> _WRITTEN TASK_
Reproduce every one of the records below word for word, with no changes.

(Records from a collection)
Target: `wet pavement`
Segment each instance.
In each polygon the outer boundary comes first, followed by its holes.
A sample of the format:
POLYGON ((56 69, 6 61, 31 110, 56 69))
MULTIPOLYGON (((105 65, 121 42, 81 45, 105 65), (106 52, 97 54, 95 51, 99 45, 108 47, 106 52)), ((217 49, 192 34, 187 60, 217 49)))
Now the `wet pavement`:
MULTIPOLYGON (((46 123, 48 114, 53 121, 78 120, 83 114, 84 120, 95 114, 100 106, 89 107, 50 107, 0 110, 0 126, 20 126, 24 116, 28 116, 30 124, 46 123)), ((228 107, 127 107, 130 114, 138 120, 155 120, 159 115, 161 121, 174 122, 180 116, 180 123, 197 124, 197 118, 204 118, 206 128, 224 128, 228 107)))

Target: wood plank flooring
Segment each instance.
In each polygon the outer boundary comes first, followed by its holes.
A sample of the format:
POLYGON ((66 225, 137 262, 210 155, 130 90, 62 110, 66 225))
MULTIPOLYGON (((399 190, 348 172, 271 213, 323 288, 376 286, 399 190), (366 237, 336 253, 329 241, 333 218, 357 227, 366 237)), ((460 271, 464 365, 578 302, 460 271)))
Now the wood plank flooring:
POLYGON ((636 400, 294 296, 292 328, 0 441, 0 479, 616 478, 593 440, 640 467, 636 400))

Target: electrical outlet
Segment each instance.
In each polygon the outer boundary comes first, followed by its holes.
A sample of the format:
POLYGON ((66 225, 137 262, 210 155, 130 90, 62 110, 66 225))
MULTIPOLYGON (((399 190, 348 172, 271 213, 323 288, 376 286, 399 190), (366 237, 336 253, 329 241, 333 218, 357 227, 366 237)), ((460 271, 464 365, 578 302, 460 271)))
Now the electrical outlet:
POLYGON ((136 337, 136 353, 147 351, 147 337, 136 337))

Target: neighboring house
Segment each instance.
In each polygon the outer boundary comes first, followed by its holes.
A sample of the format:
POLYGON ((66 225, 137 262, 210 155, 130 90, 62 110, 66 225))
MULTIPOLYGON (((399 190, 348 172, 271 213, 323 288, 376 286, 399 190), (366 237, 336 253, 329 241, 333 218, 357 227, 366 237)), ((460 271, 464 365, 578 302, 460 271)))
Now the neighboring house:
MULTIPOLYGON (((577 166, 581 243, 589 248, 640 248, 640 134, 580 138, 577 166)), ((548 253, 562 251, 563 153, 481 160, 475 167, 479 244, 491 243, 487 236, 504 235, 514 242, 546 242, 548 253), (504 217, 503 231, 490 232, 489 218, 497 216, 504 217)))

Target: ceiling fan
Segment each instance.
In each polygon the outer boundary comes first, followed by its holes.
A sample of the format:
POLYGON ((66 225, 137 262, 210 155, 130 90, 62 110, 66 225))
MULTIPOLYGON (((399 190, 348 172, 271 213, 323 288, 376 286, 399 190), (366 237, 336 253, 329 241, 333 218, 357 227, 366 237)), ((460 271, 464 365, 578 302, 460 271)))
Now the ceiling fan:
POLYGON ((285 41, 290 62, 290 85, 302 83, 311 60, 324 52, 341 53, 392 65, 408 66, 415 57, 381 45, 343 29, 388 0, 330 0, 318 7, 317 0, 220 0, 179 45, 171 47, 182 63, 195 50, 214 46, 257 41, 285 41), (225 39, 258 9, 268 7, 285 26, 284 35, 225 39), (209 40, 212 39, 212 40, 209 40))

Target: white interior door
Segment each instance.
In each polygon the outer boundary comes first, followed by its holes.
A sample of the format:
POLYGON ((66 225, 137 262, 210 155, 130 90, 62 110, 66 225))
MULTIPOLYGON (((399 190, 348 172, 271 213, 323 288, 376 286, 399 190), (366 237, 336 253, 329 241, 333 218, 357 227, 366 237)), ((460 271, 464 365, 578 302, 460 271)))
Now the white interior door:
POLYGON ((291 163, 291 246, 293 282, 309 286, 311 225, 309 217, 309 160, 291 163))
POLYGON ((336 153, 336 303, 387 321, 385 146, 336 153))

> _RESULT OF THE EXERCISE_
Target: `wet pavement`
Segment each instance.
In each polygon the outer boundary comes first, followed by its holes.
A sample of the format:
POLYGON ((56 69, 6 61, 31 110, 56 69))
MULTIPOLYGON (((105 65, 121 42, 81 45, 105 65), (106 52, 97 54, 95 51, 99 45, 108 47, 106 52)), ((217 49, 192 34, 187 60, 217 49)))
Now the `wet pavement`:
MULTIPOLYGON (((46 123, 48 114, 53 121, 78 120, 83 114, 84 120, 95 114, 100 106, 89 107, 50 107, 0 110, 0 126, 20 126, 24 116, 28 116, 30 124, 46 123)), ((228 107, 127 107, 130 114, 138 120, 155 120, 159 115, 161 121, 174 122, 180 116, 180 123, 197 124, 197 118, 204 118, 206 128, 224 128, 228 107)))

Target: wood plank flooring
Segment each instance.
In each polygon the outer boundary comes first, followed by its holes.
A sample of the format:
POLYGON ((66 225, 137 262, 210 155, 130 90, 62 110, 66 225))
MULTIPOLYGON (((399 190, 348 172, 271 213, 323 288, 376 286, 399 190), (366 237, 336 253, 329 241, 333 218, 357 227, 366 237)), ((460 271, 464 365, 578 302, 460 271)))
Now the wood plank flooring:
POLYGON ((636 400, 294 296, 292 328, 0 441, 0 479, 616 478, 593 440, 640 467, 636 400))

Target: electrical outlet
Segment each instance.
In each polygon the outer boundary comes first, followed by its holes.
A sample of the format:
POLYGON ((66 225, 137 262, 210 155, 130 90, 62 110, 66 225))
MULTIPOLYGON (((399 190, 348 172, 271 213, 323 288, 376 286, 399 190), (366 237, 336 253, 329 241, 333 218, 357 227, 366 237)), ((460 271, 464 365, 578 302, 460 271)))
Now the electrical outlet:
POLYGON ((136 337, 136 353, 147 351, 147 337, 136 337))

Target: neighboring house
Segment each instance.
In each polygon the outer boundary comes first, followed by its holes.
A sample of the format:
POLYGON ((66 225, 137 262, 210 155, 130 90, 62 110, 66 225))
MULTIPOLYGON (((399 190, 348 172, 271 213, 323 288, 376 286, 399 190), (366 237, 336 253, 329 241, 333 218, 357 227, 366 237)), ((460 271, 464 365, 578 302, 460 271)))
Now the neighboring house:
MULTIPOLYGON (((577 166, 581 243, 589 248, 640 248, 640 134, 580 138, 577 166)), ((548 253, 562 251, 563 153, 481 160, 475 167, 479 244, 491 243, 487 236, 504 235, 514 242, 546 242, 548 253), (504 217, 503 231, 490 232, 489 218, 497 216, 504 217)))

Target: ceiling fan
Segment each instance.
In each polygon the outer boundary comes first, followed by its holes.
A sample of the format:
POLYGON ((66 225, 137 262, 210 155, 130 90, 62 110, 66 225))
MULTIPOLYGON (((399 190, 348 172, 271 213, 323 288, 376 286, 399 190), (366 237, 336 253, 329 241, 333 218, 357 227, 366 237)), ((460 271, 464 365, 578 302, 460 271)))
Now the ceiling fan:
POLYGON ((285 41, 290 62, 290 85, 302 83, 311 60, 324 52, 341 53, 392 65, 408 66, 415 57, 381 45, 343 29, 388 0, 330 0, 318 7, 317 0, 220 0, 179 45, 171 47, 182 63, 195 50, 214 46, 257 41, 285 41), (225 39, 258 9, 268 7, 285 26, 284 35, 225 39), (209 40, 212 39, 212 40, 209 40))

Target: white interior door
Segment each instance.
In each polygon the outer boundary comes first, followed by its holes.
A sample of the format:
POLYGON ((66 225, 137 262, 210 155, 130 90, 62 110, 66 225))
MULTIPOLYGON (((399 190, 348 172, 271 213, 323 288, 376 286, 399 190), (366 237, 336 253, 329 241, 333 218, 357 227, 366 237)), ((460 271, 464 365, 578 302, 460 271)))
Now the white interior door:
POLYGON ((291 163, 291 246, 293 282, 309 286, 311 225, 309 217, 309 160, 291 163))
POLYGON ((336 153, 336 303, 387 321, 385 146, 336 153))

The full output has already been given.